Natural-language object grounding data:
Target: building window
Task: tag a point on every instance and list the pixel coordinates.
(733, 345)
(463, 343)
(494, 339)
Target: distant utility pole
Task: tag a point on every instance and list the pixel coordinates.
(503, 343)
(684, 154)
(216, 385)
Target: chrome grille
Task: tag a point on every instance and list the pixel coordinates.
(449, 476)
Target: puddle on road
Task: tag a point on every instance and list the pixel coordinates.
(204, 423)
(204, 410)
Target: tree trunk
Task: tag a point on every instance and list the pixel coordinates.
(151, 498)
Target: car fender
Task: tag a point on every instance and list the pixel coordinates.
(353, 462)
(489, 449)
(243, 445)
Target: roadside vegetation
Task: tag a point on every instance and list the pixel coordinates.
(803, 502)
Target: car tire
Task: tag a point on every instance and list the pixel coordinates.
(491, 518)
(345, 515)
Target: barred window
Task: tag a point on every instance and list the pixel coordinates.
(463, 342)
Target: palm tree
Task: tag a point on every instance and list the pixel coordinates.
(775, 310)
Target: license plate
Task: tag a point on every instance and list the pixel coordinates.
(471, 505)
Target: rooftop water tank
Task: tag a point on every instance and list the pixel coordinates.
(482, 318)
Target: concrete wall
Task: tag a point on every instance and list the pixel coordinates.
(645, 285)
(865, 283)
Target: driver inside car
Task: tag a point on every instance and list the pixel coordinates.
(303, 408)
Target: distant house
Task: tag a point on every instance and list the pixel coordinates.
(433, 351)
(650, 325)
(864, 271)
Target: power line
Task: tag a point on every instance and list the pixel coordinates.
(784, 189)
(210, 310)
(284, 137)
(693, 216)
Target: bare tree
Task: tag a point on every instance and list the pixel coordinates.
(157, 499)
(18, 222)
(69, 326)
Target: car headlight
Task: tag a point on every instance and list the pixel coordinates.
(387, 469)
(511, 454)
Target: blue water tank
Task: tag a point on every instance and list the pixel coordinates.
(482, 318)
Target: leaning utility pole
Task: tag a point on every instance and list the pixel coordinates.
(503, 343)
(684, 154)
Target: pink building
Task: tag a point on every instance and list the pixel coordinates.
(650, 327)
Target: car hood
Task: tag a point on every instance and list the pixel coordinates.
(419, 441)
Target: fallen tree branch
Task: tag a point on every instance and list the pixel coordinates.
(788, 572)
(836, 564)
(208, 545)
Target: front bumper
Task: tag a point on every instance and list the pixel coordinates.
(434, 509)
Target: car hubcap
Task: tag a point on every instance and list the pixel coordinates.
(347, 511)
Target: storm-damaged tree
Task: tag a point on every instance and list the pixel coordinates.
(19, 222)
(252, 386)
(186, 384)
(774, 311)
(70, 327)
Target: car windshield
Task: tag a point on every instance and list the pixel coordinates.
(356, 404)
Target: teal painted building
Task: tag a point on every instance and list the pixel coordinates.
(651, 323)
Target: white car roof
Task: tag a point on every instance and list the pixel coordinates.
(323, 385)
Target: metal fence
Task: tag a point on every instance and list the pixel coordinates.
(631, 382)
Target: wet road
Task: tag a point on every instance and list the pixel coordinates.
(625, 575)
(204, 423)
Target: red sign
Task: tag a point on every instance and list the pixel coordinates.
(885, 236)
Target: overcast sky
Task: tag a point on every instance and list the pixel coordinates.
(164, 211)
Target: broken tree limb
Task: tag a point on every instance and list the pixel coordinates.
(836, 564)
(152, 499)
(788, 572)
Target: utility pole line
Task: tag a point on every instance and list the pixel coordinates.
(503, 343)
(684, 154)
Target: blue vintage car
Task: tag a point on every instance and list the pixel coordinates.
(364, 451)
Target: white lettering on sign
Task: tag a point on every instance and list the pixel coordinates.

● What is being asked: In the records above, find every line that contains the word "white" and copy it.

● Answer box:
Target: white car roof
Target: white lettering on sign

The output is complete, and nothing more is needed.